===== Brano estratto =====

Impressioni a caldo sul Festival del Circo

Il Principato di Monaco è per molti l’emblema della ricchezza, dello sfarzo e del lusso, un mondo dorato a picco sul mare, dove pochi eletti si sono rifugiati per meglio godere della loro fortuna.

Per gli appassionati di circo, il Principato di Monaco è soprattutto qualcos’altro: il luogo incantato dove ogni anno si realizza il festival del circo di Monte-Carlo, il più importante concorso circense del mondo, quest’anno giunto alla quarantaquattresima edizione.

Si presume che gli artisti che partecipano a questo festival, già per il fatto di concorrere, siano arrivati alla vetta della loro arte, che siano tra i migliori al mondo.

Le aspettative sono quindi inevitabilmente altissime, ma puntualmente, ogni anno, la realtà supera l’immaginazione.

In due giorni ho visto circa 8 ore di circo di livello elevatissimo. Descrivere nel dettaglio uno spettacolo del genere è impensabile, ci vorrebbero decine di pagine. Vi darò solo alcune impressioni critiche, a caldo, cercando di raccontare le peculiarità di questa edizione e quello che più mi ha colpito.

La sera di sabato sono stato ammaliato dal numero della troupe acrobatica di Shandong “spinning plates”, premiata con un meritatissimo Clown d’Argento. Ogni acrobata teneva in ciascuna mano cinque lunghi bastoncini su cui faceva roteare cinque piatti, mantenendoli in equilibrio precario. Dieci piatti per ogni artista. Immaginate la meraviglia quando, mantenendo in equilibrio questa miriade di piatti rotanti, le acrobate hanno cominciato a salire una sopra l’altra, costruendo figure via via più sorprendenti. Grande capacità tecnica individuale, bellissimo l’effetto complessivo.

All’inizio del numero qualche piatto è caduto. La cosa eccezionale è stato vedere il recupero, il sangue freddo, che ha permesso di riportare tutto nell’ordine prestabilito.

L’errore non deve stupire: a Monte-Carlo gli artisti sbagliano molto più di quanto si pensi. La contraddizione è solo apparente. Gli artisti, in una vetrina così importante, sono sotto pressione; inoltre, tendono a dare il massimo, a raggiungere il loro limite estremo. Una situazione di questo tipo implica necessariamente che si possa sbagliare.

=====

Consegna A: Riporta la parte del testo sul Festival del Circo compresa tra "Impressioni a caldo" e "della loro fortuna.", estremi inclusi, scambiando "Principato di Monaco" con "Principato monegasco".

===== Righe =====

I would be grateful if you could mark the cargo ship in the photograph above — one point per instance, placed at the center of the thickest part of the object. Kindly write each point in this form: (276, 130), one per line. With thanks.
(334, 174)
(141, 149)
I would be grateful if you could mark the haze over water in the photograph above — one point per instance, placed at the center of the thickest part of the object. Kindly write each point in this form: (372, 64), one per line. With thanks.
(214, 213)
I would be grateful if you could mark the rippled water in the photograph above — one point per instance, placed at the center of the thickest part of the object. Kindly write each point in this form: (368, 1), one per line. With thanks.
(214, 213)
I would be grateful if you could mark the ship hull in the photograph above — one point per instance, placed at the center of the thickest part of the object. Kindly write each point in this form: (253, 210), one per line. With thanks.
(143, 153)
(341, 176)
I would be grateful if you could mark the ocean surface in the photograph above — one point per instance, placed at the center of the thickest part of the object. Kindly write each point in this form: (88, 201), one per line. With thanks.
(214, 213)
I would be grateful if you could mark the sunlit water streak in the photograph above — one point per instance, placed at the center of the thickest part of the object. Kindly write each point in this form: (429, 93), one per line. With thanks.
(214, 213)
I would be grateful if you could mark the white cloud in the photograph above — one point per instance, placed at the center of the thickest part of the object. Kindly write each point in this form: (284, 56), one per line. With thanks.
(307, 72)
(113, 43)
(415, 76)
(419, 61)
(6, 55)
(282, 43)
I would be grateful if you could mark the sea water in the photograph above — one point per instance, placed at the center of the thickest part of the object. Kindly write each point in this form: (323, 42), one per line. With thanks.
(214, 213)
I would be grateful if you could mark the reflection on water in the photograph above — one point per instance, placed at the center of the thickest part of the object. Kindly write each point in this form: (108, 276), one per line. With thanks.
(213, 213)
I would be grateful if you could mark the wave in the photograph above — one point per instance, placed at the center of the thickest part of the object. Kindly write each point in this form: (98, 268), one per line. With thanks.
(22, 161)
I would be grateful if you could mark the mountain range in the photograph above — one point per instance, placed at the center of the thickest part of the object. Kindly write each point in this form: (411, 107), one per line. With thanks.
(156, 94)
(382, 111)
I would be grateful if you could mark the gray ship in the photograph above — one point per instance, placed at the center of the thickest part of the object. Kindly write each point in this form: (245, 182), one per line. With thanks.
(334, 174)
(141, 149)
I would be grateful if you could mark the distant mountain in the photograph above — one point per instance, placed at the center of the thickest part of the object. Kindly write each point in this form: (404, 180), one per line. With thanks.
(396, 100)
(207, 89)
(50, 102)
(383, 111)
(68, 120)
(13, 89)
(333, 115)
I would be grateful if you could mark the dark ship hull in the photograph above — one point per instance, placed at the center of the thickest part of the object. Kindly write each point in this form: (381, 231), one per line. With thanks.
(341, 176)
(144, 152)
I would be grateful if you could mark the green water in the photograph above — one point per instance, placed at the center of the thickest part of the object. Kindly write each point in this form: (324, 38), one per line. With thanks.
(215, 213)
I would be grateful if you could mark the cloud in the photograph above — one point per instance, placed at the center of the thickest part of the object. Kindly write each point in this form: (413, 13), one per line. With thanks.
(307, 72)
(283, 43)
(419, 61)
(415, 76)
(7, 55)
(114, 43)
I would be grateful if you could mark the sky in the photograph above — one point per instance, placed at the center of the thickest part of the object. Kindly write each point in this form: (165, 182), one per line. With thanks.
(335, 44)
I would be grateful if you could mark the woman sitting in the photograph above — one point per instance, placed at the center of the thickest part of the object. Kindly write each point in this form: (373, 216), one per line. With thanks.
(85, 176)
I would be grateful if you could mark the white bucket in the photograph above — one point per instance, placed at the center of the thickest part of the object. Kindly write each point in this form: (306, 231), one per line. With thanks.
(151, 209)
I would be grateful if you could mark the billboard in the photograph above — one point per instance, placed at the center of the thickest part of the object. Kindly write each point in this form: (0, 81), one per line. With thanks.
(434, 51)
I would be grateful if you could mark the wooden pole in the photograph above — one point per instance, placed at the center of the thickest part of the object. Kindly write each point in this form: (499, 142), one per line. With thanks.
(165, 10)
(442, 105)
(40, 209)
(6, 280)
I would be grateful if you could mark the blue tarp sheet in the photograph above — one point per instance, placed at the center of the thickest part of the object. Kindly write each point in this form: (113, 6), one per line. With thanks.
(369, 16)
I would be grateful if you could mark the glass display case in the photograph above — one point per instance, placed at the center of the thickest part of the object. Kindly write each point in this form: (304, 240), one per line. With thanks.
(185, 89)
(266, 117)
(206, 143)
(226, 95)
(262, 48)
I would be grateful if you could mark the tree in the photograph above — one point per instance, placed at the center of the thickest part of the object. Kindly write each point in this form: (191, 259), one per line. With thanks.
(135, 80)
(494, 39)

=====

Consegna B: Esprimi come elenco JSON di stringhe le righe delle voci che vanno da quella contenente "I would be grateful if you could mark the tree" fino alla fine delle voci, estremi inclusi, con una stringa per riga e senza righe vuote.

Risultato corretto A:
Impressioni a caldo sul Festival del Circo

Il Principato monegasco è per molti l’emblema della ricchezza, dello sfarzo e del lusso, un mondo dorato a picco sul mare, dove pochi eletti si sono rifugiati per meglio godere della loro fortuna.

Risultato corretto B:
[
  "I would be grateful if you could mark the tree in the photograph above — one point per instance, placed at the center of the thickest part of the object. Kindly write each point in this form: (191, 259), one per line. With thanks.",
  "(135, 80)",
  "(494, 39)"
]